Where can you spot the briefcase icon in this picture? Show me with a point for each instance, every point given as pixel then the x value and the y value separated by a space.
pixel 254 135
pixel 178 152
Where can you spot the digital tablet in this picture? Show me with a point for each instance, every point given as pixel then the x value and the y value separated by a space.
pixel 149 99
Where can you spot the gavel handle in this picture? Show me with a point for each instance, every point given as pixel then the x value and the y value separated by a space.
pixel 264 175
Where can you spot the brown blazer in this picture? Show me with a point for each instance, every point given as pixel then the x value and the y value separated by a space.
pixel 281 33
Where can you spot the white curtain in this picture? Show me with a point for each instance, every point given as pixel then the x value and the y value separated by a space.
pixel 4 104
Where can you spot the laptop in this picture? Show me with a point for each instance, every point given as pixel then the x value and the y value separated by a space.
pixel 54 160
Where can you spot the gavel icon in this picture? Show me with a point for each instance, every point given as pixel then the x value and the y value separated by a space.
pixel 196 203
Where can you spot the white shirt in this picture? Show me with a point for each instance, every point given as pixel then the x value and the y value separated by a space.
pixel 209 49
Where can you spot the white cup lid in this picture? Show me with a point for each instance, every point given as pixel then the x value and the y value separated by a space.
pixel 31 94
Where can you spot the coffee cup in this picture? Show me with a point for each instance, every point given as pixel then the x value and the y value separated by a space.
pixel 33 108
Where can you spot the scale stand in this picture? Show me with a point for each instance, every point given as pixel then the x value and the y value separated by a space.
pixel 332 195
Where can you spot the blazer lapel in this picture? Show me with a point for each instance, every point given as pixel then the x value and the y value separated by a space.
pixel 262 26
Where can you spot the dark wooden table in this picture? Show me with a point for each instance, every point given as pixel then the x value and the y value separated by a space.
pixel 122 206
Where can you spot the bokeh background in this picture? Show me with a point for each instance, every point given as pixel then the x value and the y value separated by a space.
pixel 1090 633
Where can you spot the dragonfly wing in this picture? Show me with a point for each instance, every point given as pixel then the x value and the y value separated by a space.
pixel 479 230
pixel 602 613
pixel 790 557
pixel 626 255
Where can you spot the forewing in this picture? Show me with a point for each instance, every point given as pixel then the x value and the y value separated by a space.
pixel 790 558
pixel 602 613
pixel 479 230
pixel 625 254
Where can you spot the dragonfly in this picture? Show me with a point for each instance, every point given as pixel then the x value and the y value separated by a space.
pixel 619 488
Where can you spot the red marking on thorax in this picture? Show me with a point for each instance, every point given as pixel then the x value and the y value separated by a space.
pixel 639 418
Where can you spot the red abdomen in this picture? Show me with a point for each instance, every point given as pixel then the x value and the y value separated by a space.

************

# Work to be completed
Copy every row above verbatim, character for character.

# Answer in full
Where can you spot the briefcase icon in this picture? Show me with a point for each instance, every point given as pixel then the x value and the y value separated by a space.
pixel 254 135
pixel 178 152
Where can you spot the digital tablet in this picture? Show me with a point for each instance, every point given as pixel then the x value and the y value separated by a space.
pixel 149 99
Where can you spot the gavel handle in this picture? Show me with a point for each instance, every point given as pixel then the x value and the y value separated by a space.
pixel 264 175
Where can you spot the brown blazer in this picture? Show me with a point for each instance, every point given as pixel then the x value and the y value separated by a space.
pixel 281 33
Where can you spot the white curtain in this picture? Show me with a point for each instance, every point given as pixel then the x value and the y value separated by a space.
pixel 4 104
Where can you spot the laptop in this picture? Show me with a point for each instance, every point given as pixel then the x value and the y value separated by a space.
pixel 54 160
Where can you spot the gavel icon in this picture? Show me with a point for each instance, every point given as pixel then the x value and the y value separated by a space.
pixel 196 203
Where can you spot the white shirt in this picture? Show me with a point for each instance, every point given as pixel then the x value and the y value separated by a space.
pixel 209 49
Where can you spot the white cup lid in this picture? Show me with a point for each instance, every point given as pixel then the x value and the y value separated by a space.
pixel 31 94
Where can you spot the coffee cup in this picture? Show me with a point for each instance, every point given as pixel then the x value and the y value separated by a space.
pixel 33 108
Where can you spot the scale stand in this picture? Show me with a point for each instance, every point given as pixel then the x value and the y value separated by a space.
pixel 332 195
Where can you spot the blazer lapel in this picture? Show me with a point for each instance, every point given as pixel then the x value and the y value separated by a space.
pixel 262 26
Where can you spot the dark wooden table in this picture? Show me with a point for each instance, every point given as pixel then the x value and the y value separated by a space.
pixel 122 206
Where can you spot the bokeh background in this picture? Show me with a point for each instance, every point given as pixel then the x value and the y value separated by a space.
pixel 1090 633
Where can you spot the dragonfly wing in this picture? Show me with a point for each instance, every point given as pixel then the x value and the y value separated by a space.
pixel 479 230
pixel 602 613
pixel 790 557
pixel 626 255
Where can you spot the forewing in this picture? Show me with a point for each instance, every point given as pixel then the x value and the y value separated by a space.
pixel 790 558
pixel 602 613
pixel 479 230
pixel 625 254
Where can you spot the dragonfly in this picture? Show me with a point for each instance, every point given as pixel then the x value and the y value separated by a space.
pixel 619 488
Where can you spot the red marking on thorax in this picture? Show me with a point for each instance, every point given as pixel then the x value and the y value separated by a space.
pixel 639 418
Where can you spot the red abdomen in this picture? Show me with a point for each instance, every point given as pixel then the x value and the y value separated by a space.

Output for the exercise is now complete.